▸ Lista zadań:
1: Przetłumacz na angielski to zdanie z tekstu o Cyganerii: „Jancio Wodnik- ten co jest głównym bohaterem w filmie Kolskiego, chciał czas zatrzymać i nie dał rady.”
2: Wyjaśnij w jednym lub dwóch zdaniach, dlaczego według tekstu o Cyganerii Cyganerii już nie ma.

▸ Podany tekst:

Czas na Cyganerię
Cyganerii już teraz nie ma. Kryzys. Te lata ostatnie to tylko czas przetrwania. A jak już mowa o czasie to może o nim w sposób idealistyczny i artystyczny.
W obrazach malarskich te ujęcia postaci zapatrzonych w dal, nieobecnych, wyrażających ideę Odrealnienia ciągle istotne, budujące świadomość.
Jancio Wodnik- ten co jest głównym bohaterem w filmie Kolskiego, chciał czas zatrzymać i nie dał rady. Jeden kierunek, wektory chcenia. Chwile gdy czas się wydłuża albo biegnie szybciej są rzadko zauważalne. Minęło znowu parę lat. Życie jest jak sen.

▸ Podane dane:
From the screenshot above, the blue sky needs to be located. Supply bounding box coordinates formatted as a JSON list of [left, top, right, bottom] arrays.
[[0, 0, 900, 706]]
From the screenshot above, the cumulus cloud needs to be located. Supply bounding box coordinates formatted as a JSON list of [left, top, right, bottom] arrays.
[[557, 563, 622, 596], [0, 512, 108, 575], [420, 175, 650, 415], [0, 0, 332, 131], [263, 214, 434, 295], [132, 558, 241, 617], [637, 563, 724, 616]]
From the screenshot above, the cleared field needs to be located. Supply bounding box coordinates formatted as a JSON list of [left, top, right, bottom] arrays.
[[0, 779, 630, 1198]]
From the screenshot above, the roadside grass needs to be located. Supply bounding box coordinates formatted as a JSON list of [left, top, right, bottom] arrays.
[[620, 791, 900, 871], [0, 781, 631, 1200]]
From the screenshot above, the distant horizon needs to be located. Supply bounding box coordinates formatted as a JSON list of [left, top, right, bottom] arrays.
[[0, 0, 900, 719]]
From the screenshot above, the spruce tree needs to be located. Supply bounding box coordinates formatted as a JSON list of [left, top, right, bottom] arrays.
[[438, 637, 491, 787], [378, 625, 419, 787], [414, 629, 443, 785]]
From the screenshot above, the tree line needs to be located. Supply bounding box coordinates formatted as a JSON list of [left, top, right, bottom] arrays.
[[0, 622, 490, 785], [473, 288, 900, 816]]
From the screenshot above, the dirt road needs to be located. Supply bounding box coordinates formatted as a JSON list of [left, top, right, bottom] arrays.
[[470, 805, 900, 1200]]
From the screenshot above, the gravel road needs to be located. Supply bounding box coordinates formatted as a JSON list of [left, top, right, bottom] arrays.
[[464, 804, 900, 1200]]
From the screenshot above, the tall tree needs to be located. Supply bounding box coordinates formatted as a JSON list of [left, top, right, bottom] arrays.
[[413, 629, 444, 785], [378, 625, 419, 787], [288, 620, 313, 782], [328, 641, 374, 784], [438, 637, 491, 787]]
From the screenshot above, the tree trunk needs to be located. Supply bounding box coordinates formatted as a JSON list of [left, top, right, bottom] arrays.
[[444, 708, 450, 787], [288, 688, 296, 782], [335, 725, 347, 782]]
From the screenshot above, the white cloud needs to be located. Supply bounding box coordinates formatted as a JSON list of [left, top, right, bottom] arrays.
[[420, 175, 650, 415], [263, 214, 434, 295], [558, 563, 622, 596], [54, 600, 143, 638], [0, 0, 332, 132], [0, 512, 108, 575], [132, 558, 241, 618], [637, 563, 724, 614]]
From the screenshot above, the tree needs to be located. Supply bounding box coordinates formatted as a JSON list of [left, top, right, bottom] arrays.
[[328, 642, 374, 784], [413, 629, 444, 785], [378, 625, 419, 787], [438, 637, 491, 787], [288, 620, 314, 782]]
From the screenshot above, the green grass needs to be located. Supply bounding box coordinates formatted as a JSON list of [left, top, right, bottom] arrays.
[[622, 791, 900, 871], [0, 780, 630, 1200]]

▸ Odpowiedzi poniżej:
1: Jancio Wodnik, the main character in Kolski's film, wanted to stop time and could not manage it.

2: Powodem jest kryzys. Ostatnie lata były jedynie czasem przetrwania.